» **DATA ENTRIES**:

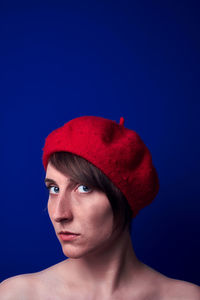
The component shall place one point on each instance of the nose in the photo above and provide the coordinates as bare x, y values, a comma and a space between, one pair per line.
62, 209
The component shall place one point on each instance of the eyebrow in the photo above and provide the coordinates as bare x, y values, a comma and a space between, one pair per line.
71, 181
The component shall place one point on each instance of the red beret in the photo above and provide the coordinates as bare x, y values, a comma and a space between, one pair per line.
117, 151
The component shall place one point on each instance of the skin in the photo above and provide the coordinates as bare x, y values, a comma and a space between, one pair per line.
101, 265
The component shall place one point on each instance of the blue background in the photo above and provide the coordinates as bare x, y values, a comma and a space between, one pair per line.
136, 59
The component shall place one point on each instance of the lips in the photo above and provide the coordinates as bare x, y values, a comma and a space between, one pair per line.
67, 232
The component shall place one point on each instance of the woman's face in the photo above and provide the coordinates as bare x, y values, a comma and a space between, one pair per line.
81, 210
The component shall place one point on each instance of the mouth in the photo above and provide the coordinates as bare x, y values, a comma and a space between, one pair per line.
67, 232
67, 236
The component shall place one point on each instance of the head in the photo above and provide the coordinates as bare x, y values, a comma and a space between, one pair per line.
87, 202
110, 159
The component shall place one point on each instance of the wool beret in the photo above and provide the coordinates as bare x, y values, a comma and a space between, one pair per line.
117, 151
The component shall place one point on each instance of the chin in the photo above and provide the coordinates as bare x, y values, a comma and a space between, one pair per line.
78, 251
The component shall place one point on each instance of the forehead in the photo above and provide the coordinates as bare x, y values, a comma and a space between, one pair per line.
53, 173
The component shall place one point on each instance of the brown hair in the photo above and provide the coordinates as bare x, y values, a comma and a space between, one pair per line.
82, 171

» **WHAT YOU SHOULD DO**: Update each of the rows above by replacing "component" with "annotator" wherever it occurs, with everything else left as it is. Omit the pictures from your version.

» **TASK RESULT**:
The annotator shall place one point on each instance of the nose in the photo above and provide the coordinates as bare x, y values, a comma and a space between, one pair per line.
62, 209
The annotator shall place one point on each instance of the eyebrow in the photo above and provide the coordinates as bare x, y values, a comma and a space between, one pair per line.
71, 181
The annotator shall place one point on each instance of the red beret in the photo above and provide the coordinates as bare x, y values, a comma and a space between, one pair per line.
117, 151
The annotator shall place one point on each instance of the skin in the photo above and provide the coordinates as bare x, y values, a comma and a space between, one pair per line.
101, 265
The annotator shall place one point on each instance of the blue background in the photo above and provide the coordinates as bare x, y values, a comma and a space between, one pair per line.
136, 59
The annotator shall place one point on each instance of the lips in the photo above and provide the coordinates as bare x, y values, a comma and a space between, one pair per line.
67, 232
The annotator shall place one point on each instance of the woman's face in the photo above and provide the coordinates as bare x, y values, a comma and a space between, one pair per line.
81, 210
The annotator shall place one point on each instance of the mouth in the photo above and provide the coordinates as bare x, y values, a comma and a space between, one pair per line.
67, 232
67, 236
The annotator shall place one point on each instance of the head in the photo above and provide the coordinates as bare x, y values, a comma and a space between, one pair per line.
87, 202
110, 159
The annotator shall place one point on each instance of the wool beret in the photo above and provide the coordinates as bare x, y values, a comma and a space between, one pair per line.
117, 151
The annotator shall place one point on each instance of the chin in the photo above and provide the coordinates as bare x, y values, a comma and a space between, one pair per line.
78, 251
The annotator shall place one point on each instance of the forehead in the photo above and provide the coordinates as bare x, y values, a comma and a space between, one pair per line.
53, 173
The annotator shall place one point on each instance of the brown hair in the photo above and provide the coordinates as bare x, y values, a comma and a space between, one pair per line.
82, 171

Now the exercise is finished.